WORK REQUIRED: Leave out the pictures and repeat the entries below verbatim.

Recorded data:
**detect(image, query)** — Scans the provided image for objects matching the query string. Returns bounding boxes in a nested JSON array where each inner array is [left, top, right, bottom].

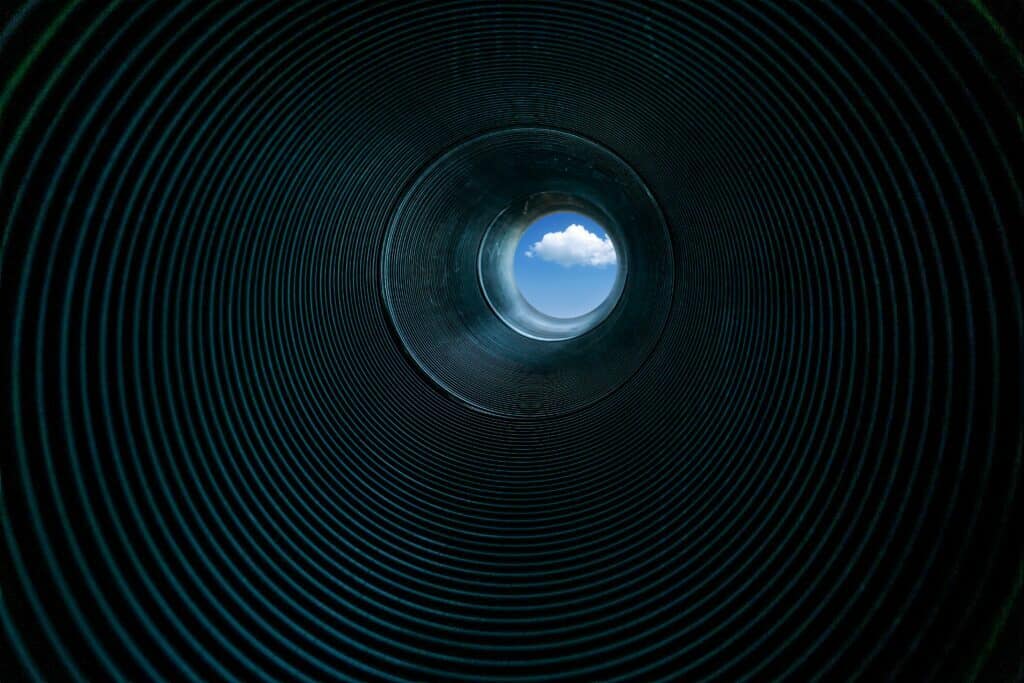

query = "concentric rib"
[[1, 1, 1021, 681]]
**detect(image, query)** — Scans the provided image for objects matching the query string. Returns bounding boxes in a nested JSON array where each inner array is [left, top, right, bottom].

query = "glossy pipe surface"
[[1, 2, 1021, 680]]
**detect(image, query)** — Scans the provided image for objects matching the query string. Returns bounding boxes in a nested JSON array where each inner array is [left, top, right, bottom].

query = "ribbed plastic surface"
[[2, 2, 1021, 680]]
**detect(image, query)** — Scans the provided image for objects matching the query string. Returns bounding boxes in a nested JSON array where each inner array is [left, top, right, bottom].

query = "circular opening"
[[477, 193, 628, 342], [385, 127, 672, 413], [514, 212, 619, 318]]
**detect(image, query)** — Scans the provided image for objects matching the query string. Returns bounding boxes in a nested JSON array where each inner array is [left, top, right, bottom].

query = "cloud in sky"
[[525, 224, 617, 268]]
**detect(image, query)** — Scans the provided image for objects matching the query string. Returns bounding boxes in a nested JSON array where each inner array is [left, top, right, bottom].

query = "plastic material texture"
[[1, 2, 1021, 681]]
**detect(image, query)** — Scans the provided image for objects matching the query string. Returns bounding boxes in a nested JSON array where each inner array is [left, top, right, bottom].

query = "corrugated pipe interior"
[[1, 2, 1021, 681], [384, 127, 671, 414]]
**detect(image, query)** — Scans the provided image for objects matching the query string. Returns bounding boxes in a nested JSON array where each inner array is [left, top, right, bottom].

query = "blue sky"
[[514, 211, 618, 318]]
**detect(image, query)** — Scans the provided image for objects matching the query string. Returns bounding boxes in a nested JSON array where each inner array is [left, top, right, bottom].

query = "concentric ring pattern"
[[2, 2, 1021, 681], [383, 126, 674, 415]]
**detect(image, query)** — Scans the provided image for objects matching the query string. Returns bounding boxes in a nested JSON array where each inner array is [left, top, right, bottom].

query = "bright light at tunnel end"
[[514, 211, 619, 319]]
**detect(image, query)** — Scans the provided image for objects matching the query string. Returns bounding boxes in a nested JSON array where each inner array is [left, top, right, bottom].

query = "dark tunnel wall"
[[1, 1, 1021, 680]]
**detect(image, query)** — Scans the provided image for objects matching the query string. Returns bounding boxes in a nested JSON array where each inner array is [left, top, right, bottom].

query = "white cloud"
[[525, 224, 617, 267]]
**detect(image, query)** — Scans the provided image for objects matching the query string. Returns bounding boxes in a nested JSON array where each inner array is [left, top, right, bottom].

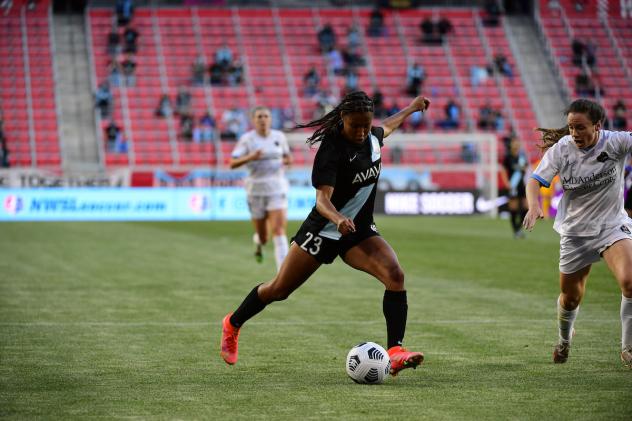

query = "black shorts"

TASK OUTPUT:
**detect(image, query)** — Scans the provided image for objects matching the query string. Returns bounding boxes in a nested JSON array where each inner array is [left, top, right, bottom].


query = "concentric rib"
[[1, 1, 1021, 681]]
**detect(image, query)** — Scans the provided image for objects matching the query string. Returns bounding boxes in a nested JSON array where each inner array is [left, top, right, bottom].

query = "glossy pipe surface"
[[1, 2, 1021, 680]]
**detect(image, query)** — Scans the provided image for objects matching the query string. Returns bounding boxes in a nested JSON array where each inner array is [left, top, right, bottom].

query = "ribbed plastic surface"
[[2, 2, 1021, 680]]
**detect(image, query)** — Scans the provided image for objects matching the query string. Returns bounding boxes in a nested JSON array where each inner array is [left, top, right, bottom].

query = "circular opening"
[[477, 193, 628, 342], [385, 127, 672, 413], [514, 212, 619, 318]]
**detect(image, query)** — Scans the provided image for objects matching the query string. Returns bounding boxes in a nested JSON array where each inner array is [left, top, right, bottom].

query = "cloud in sky"
[[525, 224, 617, 268]]
**detect(image, query)** — Scans the provided image for objects matching the query string. Returns bounding boxes in a nested JSON array where each inner array is [left, top, right, bottom].

query = "plastic material texture"
[[1, 2, 1021, 681]]
**detect(image, query)** — Scans the provided image for objects matching the query string. Returns bounding boxes in a nested JSON array where each inner array is [left, top, right, bottom].

query = "corrugated pipe interior"
[[1, 2, 1021, 681], [384, 127, 671, 414]]
**detect(image, query)** — Scans the provided image for objects matching the query string. Returns bounding boxes in a nested JSON array where each inner array is [left, top, right, bottom].

query = "blue sky"
[[514, 211, 618, 318]]
**detect(image, query)** — Scans the provided image for objects matching the query string. Returns bounding boxes in a nested JSON array where each inner array is [left, top, right, bottom].

query = "concentric ring pattern"
[[2, 2, 1021, 681], [383, 126, 674, 415]]
**detect(image, query)** — Scans the provided image for objects matching the query string. Returns bounding boxes in a nested JSON array where each inner array is [left, top, right, bottom].

query = "bright light at tunnel end"
[[514, 211, 619, 319]]
**detect(image, query)** — Scans the provided image for objects matching the query string. Returns bounding boxes in a nested JSON array where each inner array is [left, top, right, bottom].

query = "dark tunnel wall"
[[1, 1, 1021, 680]]
**detect(image, query)** — Scans the provided image for objects matching the query string. Returns bounding boxes in a nested JSON array where each inner array is [left, top, right, bottom].

query = "white cloud"
[[525, 224, 617, 267]]
**detect(image, query)** — Scans the provided image for objects matching the query string. Returns bounding boxes in a nested JSON array where each inner array is [left, top, right, bottom].


query = "black shorts"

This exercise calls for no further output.